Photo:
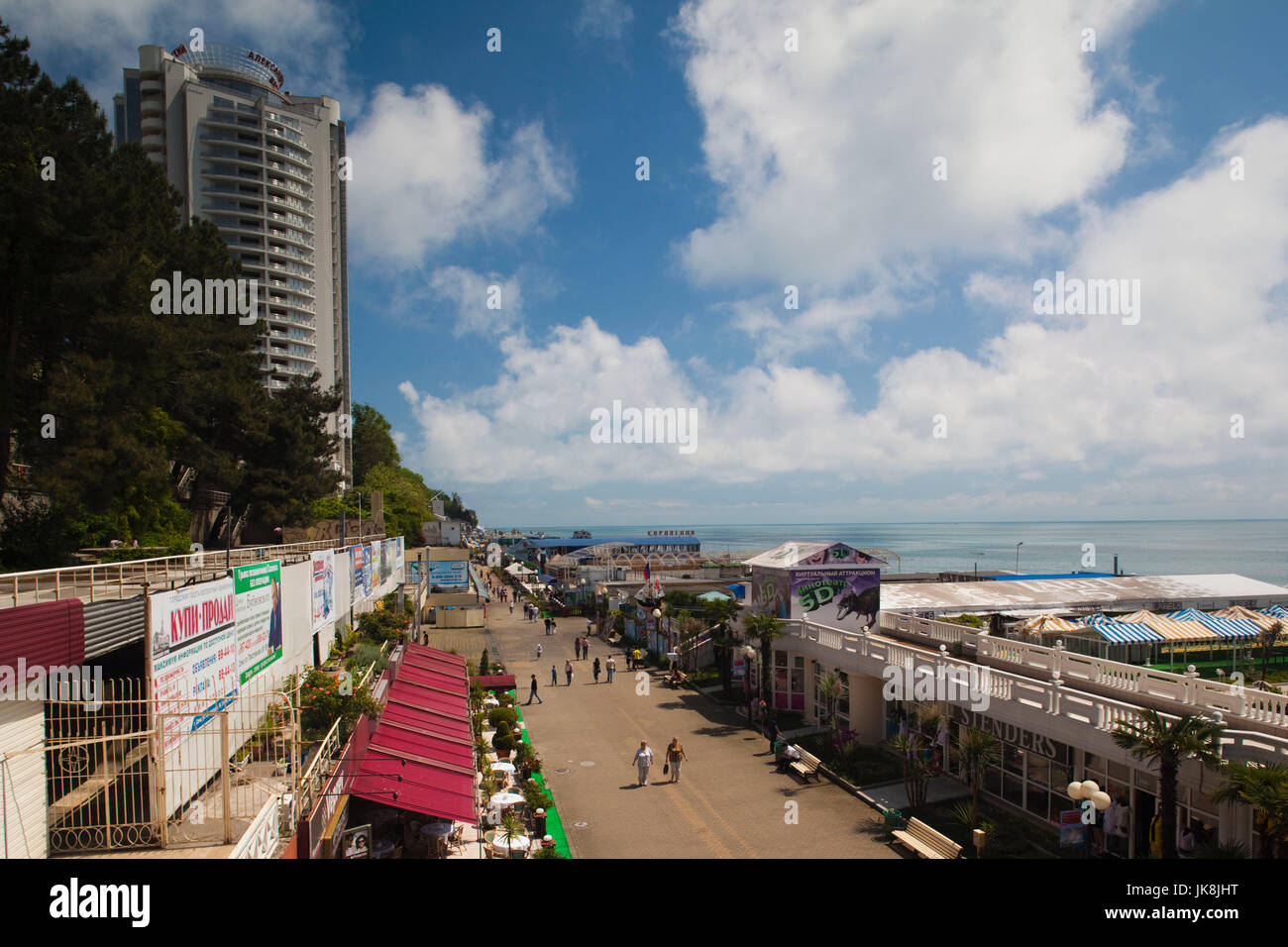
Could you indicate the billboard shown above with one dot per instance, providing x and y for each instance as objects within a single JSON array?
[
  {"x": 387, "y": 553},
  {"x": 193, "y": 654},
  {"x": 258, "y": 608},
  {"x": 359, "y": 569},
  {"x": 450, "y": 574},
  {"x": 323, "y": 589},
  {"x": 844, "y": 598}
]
---+---
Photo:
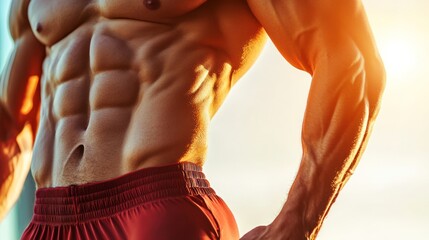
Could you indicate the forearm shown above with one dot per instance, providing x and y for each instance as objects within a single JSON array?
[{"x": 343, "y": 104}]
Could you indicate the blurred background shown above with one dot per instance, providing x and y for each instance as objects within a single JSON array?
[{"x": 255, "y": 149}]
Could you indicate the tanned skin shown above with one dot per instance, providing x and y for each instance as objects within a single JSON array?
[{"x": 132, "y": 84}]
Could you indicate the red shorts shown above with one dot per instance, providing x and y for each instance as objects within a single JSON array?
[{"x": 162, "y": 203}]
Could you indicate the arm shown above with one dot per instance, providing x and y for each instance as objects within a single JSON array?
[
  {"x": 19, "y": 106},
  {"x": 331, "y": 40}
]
---+---
Directions for this task:
From the records above, pull out every line that contains the word "each".

Problem solution:
Could you indicate the billboard shown above with one dot per instance, providing x and y for each instance as objects within a single JSON array?
Could you indicate the forearm shown above with one dot per instance, providing x and y for each instance as objects within a single JSON array?
Could you indicate the blurred background shown above with one dot per instance, providing x and y for each instance as objects within a single JSON array?
Could you indicate the tanned skin shown above with one dot per instance, providing x and y for each instance as objects within a single JSON array?
Could you indicate the red shorts shown above with one dot per instance, providing x and y for each instance as objects within a single JSON array?
Could you indicate the arm shown above with one dot per instance, providing x and y for each instance as objects within a single JSON array?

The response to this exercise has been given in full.